TASK DETAILS
Your task is to print every entry below exactly as given.

***** SUPPLIED DATA

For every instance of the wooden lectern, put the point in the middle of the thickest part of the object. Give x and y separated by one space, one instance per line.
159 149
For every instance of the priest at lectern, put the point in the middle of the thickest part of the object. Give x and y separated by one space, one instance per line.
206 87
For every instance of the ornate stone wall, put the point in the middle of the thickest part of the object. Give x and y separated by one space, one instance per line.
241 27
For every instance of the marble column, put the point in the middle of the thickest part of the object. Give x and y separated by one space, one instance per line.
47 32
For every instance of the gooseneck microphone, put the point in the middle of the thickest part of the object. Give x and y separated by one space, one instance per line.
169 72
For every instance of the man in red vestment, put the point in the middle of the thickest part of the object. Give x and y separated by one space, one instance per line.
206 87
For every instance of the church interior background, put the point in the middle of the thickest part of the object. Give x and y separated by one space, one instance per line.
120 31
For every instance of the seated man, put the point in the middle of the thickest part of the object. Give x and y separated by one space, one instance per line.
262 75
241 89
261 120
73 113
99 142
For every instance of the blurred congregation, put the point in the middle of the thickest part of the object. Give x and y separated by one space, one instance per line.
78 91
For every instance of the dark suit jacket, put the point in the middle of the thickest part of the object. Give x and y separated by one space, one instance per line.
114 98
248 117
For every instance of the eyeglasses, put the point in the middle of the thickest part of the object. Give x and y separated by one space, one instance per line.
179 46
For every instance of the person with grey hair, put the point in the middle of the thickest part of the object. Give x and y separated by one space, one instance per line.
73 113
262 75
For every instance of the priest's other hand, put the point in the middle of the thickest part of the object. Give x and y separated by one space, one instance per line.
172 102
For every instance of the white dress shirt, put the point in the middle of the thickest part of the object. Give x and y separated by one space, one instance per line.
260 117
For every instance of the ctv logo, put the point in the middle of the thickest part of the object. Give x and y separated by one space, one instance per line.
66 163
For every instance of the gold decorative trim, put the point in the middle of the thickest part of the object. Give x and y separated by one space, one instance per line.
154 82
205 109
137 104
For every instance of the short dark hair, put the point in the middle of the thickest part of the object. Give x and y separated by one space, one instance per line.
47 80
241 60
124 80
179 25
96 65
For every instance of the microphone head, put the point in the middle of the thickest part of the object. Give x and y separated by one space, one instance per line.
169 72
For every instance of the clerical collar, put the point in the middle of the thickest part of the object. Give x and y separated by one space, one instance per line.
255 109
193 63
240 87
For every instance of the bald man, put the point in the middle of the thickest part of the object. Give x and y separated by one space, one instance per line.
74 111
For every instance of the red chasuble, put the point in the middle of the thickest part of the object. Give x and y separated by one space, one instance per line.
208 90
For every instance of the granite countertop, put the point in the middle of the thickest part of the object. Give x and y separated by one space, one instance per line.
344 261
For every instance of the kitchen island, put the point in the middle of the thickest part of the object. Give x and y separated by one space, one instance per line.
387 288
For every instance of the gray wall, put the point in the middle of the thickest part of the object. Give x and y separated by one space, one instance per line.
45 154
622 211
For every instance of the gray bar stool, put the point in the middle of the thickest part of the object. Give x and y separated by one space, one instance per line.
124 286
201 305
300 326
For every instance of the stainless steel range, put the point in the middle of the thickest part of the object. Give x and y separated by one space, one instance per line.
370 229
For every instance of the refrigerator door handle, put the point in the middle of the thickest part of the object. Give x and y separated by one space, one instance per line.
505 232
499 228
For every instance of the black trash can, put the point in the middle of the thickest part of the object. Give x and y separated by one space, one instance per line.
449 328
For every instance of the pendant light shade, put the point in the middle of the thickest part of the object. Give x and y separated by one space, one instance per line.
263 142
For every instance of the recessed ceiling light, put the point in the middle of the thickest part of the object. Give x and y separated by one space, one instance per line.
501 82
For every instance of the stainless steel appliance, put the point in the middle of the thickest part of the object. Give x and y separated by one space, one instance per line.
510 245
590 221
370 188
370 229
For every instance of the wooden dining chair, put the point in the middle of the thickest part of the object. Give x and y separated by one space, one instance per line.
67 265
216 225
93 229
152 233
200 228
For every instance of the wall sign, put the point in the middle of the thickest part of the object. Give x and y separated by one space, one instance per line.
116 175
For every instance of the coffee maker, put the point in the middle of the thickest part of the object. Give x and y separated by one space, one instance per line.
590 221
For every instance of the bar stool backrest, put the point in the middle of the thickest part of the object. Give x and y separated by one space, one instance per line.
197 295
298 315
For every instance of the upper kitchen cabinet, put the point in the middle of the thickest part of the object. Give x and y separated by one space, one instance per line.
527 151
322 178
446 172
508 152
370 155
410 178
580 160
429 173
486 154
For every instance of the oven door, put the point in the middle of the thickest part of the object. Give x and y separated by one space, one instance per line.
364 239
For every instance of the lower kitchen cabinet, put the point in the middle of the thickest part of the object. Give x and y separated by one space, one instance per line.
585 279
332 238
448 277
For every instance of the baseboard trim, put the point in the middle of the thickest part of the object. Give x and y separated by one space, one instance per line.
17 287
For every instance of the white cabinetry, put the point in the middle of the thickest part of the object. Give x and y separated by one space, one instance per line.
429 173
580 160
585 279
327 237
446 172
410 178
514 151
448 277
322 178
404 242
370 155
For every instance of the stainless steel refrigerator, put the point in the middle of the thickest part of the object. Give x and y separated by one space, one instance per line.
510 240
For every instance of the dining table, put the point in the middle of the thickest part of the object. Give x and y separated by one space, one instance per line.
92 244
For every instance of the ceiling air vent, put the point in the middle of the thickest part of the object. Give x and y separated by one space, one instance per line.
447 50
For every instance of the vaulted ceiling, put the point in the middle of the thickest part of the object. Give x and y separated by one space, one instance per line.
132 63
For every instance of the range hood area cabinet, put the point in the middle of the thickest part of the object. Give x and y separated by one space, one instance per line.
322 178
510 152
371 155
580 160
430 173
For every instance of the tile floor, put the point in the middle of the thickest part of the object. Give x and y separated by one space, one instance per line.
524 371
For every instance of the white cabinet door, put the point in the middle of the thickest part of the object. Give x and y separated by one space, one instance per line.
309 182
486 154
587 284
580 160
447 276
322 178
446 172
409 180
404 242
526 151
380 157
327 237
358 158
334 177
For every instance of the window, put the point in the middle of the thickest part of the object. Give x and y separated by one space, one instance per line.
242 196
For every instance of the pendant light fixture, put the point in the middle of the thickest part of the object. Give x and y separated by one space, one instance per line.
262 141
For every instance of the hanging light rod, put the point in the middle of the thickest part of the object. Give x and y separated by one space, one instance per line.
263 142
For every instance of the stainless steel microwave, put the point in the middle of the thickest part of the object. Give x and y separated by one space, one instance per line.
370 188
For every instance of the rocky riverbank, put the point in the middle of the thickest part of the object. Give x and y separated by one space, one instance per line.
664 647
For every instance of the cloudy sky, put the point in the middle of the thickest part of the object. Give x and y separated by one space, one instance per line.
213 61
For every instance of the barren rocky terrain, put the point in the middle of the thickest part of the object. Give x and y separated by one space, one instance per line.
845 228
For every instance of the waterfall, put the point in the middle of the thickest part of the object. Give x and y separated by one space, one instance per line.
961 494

**********

REPLY
For every instance of the wooden lectern, put the point in the middle of the thickest part of the object. Give x and y separated by one space, one instance per line.
159 149
For every instance of the priest at lectern, put the point in the middle of the thickest part of the object. Give x and y separated by one space, one instance per line.
206 87
For every instance of the ornate stone wall, put the point in the middle of the thickest part of the object. Give x and y separated by one space, one instance per line.
241 27
For every instance of the marble column, put the point in the middle of the thickest part of the object. Give x and y separated by one space, one instance per line.
47 32
For every instance of the gooseneck microphone, put the point in the middle of the thickest part of the object. Give x and y separated by one space, one instance per line.
169 72
For every instance of the man in red vestment, put the point in the middle of the thickest part of the object. Give x and y separated by one space, one instance per line.
206 87
For every instance of the church interior background, put the point in the middle of the thickest part of the object. Give x and y separated by one space, one instance per line.
120 31
For every instance of the seated man, put the point in the middle of the thickest part of the object. Give x and y separated by one space, one instance per line.
262 75
241 89
261 120
73 113
99 142
For every instance of the blurred congregation, put the point in the middle of the thickest part of the object. Give x and y separated by one space, one instance per line.
78 91
For every instance of the dark suit jacket, put the point in the middle of the thickest part of the object. Give x and y separated by one space, one instance per line.
114 98
248 117
For every instance of the eyeglasses, put the point in the middle of the thickest part of the object. Give x and y separated by one space, one instance per line.
179 46
For every instance of the person with grey hair, put the point in the middle of the thickest part of the object. Give x and y separated by one space, one instance per line.
73 113
262 75
For every instance of the priest's other hand, put the point in the middle of the thickest part of the object. Give x and y separated by one space, one instance per line.
172 102
For every instance of the white dress shirt, put the point in the middle of the thickest part of the object. Give x and y separated by one space, one instance per line.
260 117
For every instance of the ctv logo, put the point in the middle of the thickest part of the object. Give x and y separated by one space, one instance per line.
66 163
For every instance of the gold decorative trim, put the point in the middle of the thickest part of the object. Give x and y separated by one space, one instance per line.
154 82
205 109
137 104
For every instance of the short dark hair, put the point in the middle of the thickest part of the object. Give x and y separated by one space, one instance per line.
47 80
241 60
124 80
179 25
96 65
For every instance of the microphone head, put the point in the middle of the thickest part of the object. Give x and y separated by one space, one instance per line.
169 72
For every instance of the clerical collar, put the point in the middle of the thickest part of the object. Give x and y separated by one space, one instance per line.
255 109
193 63
240 87
For every instance of the bald man, put the point in the middle of the thickest part of the object. Give x and y separated by one space, one instance per line.
74 111
For every instance of the red chasuble, put the point in the middle of the thickest part of the object. Give x and y separated by one space, one instance per line.
208 90
For every instance of the granite countertop, put the point in the middle of the thickest part of the object. Give x and y separated by one space, one instance per line.
344 261
For every instance of the kitchen island, put the point in the middle of the thickest part of the object. Give x and y separated by one space, one instance per line.
387 288
For every instance of the gray wall, put the point in the middle of the thickest part of the object. Give x and y separated by one space, one instance per line.
45 154
622 211
For every instance of the gray bar stool, put the point in the middle of the thickest part of the object. Give x and y separated by one space, one instance per line.
124 286
201 305
300 326
For every instance of the stainless steel range, put the point in the middle of the thickest part of the object. Give x and y separated by one space, one instance per line.
370 229
For every instance of the refrigerator door handle, put the point in the middle of the thickest part of the object. Give x and y separated by one space, one instance per line.
505 232
499 228
For every instance of the black trash can, put the point in the middle of the thickest part of the object. Give x and y separated by one space, one instance per line.
449 328
For every instance of the pendant light shade, put the point in the middle of the thickest part of the object. Give x and y separated by one space, one instance per line.
263 142
For every instance of the recessed ceiling light, put the point in the middle of the thickest part of the object. Give x and y separated by one space, one instance per line.
501 82
For every instance of the stainless steel appliance, put the point in the middle of the thickest part of the object. Give x and y separated by one space, one instance per line.
510 245
590 221
370 188
370 229
For every instance of the wooden dining chair, put the point in the middle of the thickest part of the object. Give x and y separated by one space, one instance per line.
67 265
216 225
93 229
152 233
200 228
For every instance of the wall sign, put the point in the middle of the thickest part of the object. Give x and y separated by one space, one instance per line.
116 175
For every instance of the coffee maker, put the point in the middle of the thickest part of the object. Give x and y separated by one space, one instance per line.
590 221
For every instance of the bar stool backrest, put the point in the middle of the thickest part of the object. Give x and y separated by one space, one instance per line.
197 295
298 315
For every instance of the upper kitchen cabinet, put the point in the middle of the thickest part of the object. Give x and y separated by one space, one instance per line.
527 151
322 178
446 172
508 152
370 155
410 178
580 160
429 173
486 154
For every instance of the oven door, put the point in the middle of the thickest part of the object. Give x and y separated by one space, one instance per line.
364 239
For every instance of the lower kitchen cabinet, put the point in the middle of the thickest part of the object. Give x and y separated by one space, one instance per line.
585 279
332 238
448 277
For every instance of the baseboard trim, put the point in the middle of the thickest part of the object. Give x and y separated by one space, one instance per line.
17 287
For every instance of the white cabinetry, put the point in the middle of the thickest part of the object. Give x and y separated by one space, one instance per line.
429 173
580 160
585 279
327 237
446 172
410 178
514 151
448 277
322 178
404 242
370 155
For every instance of the stainless steel refrigerator, put the point in the middle of the thickest part of the object. Give x and y separated by one space, one instance per line.
510 240
For every instance of the dining table, put the point in the middle of the thickest part of the object. Give x and y separated by one space, one instance per line.
92 244
For every instance of the ceiling air vent, put the point in the middle of the thickest part of the object. Give x and y separated by one space, one instance per line.
447 50
For every instance of the vaulted ceiling, put the point in the middle of the thickest part of the object. Give x and y separated by one space, one instance per line.
132 63
For every instance of the range hood area cabinet, put the point in the middle of the thickest part of the object. Give x and y separated by one space, one instance per line.
322 178
510 152
371 155
580 160
430 173
For every instance of the tile floor, put the point in the middle of the thickest part of the object. Give x and y separated by one space, one instance per line.
524 371
For every instance of the white cabinet door, put the point in the middle of the thickest part of the object. Give x and y separated by one space, one instance per line.
309 182
486 154
587 284
580 160
447 276
322 178
446 172
409 180
404 242
526 151
380 157
327 237
358 158
334 177
For every instance of the window, put the point in the middle of the thickest part of the object. Give x and y separated by one space, one instance per line.
242 196
For every instance of the pendant light fixture, put the point in the middle of the thickest part of the object. Give x and y separated by one space, one instance per line.
262 141
For every instance of the hanging light rod, put the point in the middle of the thickest part of the object. Give x and y separated by one space, one instance per line.
263 142
For every instance of the stainless steel microwave, put the point in the middle of the thickest part of the object. Give x and y separated by one space, one instance per line.
370 188
For every instance of the rocky riverbank, put the point in the middle of the thickest part of the object. Give x and y separated by one space, one instance per line.
664 647
For every instance of the cloudy sky, put the point in the middle of the thickest part of the object. Give x and y separated by one space, one instance per line.
213 61
For every instance of the barren rocky terrain, put the point in the middle of the thickest part of the object. Give x and y separated by one space, one instance per line.
845 228
For every instance of the waterfall, put the point in the middle of the thickest part of the object. Give x and y separated by one space, one instance per line.
961 494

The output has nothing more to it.